**Aim of the task**
Identify every line in the items below that contains the word "lamp" and copy each of those lines. Case counts, so match only that exact capitalization.

────────

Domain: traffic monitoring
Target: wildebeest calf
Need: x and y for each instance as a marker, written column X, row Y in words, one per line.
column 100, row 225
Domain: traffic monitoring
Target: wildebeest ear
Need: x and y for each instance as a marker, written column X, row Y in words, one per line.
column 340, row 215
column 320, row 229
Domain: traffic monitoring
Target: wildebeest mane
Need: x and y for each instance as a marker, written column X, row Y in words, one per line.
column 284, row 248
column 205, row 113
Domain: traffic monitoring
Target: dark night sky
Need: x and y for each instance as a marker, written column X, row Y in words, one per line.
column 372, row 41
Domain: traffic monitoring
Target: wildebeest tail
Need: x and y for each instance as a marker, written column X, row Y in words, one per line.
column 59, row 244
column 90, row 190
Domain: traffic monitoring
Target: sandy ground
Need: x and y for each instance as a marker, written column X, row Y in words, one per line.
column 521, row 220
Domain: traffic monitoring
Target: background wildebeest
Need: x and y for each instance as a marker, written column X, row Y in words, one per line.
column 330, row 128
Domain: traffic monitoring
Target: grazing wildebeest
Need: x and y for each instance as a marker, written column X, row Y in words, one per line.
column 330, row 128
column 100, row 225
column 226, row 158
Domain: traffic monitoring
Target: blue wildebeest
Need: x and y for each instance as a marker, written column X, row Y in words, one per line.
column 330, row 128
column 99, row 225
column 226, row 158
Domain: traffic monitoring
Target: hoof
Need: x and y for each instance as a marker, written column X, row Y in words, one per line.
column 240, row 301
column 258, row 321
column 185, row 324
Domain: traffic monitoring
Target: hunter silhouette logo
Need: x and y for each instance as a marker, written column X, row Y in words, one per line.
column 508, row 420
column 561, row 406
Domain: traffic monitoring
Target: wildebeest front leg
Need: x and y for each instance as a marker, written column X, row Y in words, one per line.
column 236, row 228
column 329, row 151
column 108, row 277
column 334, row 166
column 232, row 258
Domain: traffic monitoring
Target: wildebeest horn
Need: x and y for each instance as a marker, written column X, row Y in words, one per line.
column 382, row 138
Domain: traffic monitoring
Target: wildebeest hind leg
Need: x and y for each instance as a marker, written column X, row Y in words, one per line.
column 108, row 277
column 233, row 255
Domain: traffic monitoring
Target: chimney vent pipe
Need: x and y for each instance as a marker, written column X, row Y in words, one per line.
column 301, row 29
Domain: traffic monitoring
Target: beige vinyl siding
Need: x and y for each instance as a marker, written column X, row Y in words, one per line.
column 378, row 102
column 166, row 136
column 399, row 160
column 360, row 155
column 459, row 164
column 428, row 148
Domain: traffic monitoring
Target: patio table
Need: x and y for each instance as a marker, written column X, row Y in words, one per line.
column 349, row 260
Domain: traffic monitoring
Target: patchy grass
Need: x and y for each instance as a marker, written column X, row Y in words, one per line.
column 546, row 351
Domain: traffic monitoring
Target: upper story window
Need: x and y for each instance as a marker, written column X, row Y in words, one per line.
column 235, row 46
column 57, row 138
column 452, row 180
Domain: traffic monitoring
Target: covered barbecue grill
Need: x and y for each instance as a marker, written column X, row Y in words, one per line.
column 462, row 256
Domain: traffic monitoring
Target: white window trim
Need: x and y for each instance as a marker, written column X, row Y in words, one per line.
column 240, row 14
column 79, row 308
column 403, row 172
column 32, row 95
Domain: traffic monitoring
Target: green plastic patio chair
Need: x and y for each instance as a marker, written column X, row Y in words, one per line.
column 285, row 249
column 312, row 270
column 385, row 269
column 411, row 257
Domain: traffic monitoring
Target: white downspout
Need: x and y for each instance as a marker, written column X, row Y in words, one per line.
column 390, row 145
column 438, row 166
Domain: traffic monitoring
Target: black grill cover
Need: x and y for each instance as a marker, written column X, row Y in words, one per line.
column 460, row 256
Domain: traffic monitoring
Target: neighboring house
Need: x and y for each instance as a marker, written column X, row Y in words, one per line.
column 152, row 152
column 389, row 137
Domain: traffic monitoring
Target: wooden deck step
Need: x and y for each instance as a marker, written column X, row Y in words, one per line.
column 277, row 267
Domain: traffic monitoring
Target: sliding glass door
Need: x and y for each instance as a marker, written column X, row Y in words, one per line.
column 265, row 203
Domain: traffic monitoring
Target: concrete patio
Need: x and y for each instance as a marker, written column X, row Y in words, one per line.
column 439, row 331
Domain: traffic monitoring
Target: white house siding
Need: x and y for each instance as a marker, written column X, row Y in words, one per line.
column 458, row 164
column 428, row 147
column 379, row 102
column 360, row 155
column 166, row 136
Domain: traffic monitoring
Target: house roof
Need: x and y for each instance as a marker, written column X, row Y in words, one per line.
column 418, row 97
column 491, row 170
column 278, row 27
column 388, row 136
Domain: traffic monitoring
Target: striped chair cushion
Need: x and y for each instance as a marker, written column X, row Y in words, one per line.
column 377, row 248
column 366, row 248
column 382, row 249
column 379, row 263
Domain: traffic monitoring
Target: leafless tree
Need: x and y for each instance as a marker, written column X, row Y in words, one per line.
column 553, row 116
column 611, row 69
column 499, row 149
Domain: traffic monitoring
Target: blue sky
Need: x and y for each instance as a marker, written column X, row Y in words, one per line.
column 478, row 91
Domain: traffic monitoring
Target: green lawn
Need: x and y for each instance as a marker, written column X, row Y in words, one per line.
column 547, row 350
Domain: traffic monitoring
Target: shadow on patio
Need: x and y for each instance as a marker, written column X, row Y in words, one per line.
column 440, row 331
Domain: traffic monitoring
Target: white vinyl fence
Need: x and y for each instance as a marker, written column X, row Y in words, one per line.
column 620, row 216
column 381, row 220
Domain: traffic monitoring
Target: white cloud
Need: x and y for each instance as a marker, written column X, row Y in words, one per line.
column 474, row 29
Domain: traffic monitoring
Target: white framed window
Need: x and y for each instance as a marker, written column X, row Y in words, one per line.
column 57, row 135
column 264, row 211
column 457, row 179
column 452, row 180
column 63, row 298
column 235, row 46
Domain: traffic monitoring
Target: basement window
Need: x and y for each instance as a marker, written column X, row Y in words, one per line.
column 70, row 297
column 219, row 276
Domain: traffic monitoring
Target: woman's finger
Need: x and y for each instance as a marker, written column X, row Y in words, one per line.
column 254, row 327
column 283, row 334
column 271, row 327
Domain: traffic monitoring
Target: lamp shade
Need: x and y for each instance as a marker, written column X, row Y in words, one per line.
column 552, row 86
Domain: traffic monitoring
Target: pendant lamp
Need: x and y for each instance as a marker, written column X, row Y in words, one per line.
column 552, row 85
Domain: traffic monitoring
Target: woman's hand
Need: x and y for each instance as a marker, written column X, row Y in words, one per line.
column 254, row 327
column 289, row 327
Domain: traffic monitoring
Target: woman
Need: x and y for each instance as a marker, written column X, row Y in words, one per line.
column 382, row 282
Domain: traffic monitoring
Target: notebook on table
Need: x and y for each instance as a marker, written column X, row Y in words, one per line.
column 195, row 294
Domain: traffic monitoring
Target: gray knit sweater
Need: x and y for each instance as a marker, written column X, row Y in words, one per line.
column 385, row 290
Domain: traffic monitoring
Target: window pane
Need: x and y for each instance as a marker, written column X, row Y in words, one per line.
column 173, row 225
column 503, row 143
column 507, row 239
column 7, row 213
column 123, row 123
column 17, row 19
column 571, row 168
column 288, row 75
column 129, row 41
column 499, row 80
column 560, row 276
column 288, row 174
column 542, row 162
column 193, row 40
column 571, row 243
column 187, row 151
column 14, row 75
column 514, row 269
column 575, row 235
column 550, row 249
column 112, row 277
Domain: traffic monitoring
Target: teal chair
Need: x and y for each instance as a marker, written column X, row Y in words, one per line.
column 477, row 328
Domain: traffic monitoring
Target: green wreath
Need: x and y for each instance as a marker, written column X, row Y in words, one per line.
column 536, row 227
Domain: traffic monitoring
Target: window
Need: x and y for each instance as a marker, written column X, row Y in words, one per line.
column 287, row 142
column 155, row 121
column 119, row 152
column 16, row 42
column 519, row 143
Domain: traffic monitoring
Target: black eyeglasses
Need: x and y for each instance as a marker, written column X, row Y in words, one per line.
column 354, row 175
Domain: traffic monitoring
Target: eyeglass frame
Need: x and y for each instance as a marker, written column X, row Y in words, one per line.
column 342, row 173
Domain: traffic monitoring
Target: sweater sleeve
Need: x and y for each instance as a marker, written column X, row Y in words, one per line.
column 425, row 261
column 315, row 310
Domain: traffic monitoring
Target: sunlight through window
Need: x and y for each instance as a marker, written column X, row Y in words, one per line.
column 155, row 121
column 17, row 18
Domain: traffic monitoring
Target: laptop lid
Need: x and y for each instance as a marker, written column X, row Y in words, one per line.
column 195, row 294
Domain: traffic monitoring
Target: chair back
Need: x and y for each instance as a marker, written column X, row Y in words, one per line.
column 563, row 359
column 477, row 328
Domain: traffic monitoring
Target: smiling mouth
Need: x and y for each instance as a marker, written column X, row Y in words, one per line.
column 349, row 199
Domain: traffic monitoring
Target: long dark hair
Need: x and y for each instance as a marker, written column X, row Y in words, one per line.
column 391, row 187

────────

**Response to the task**
Target: lamp shade
Target: pendant lamp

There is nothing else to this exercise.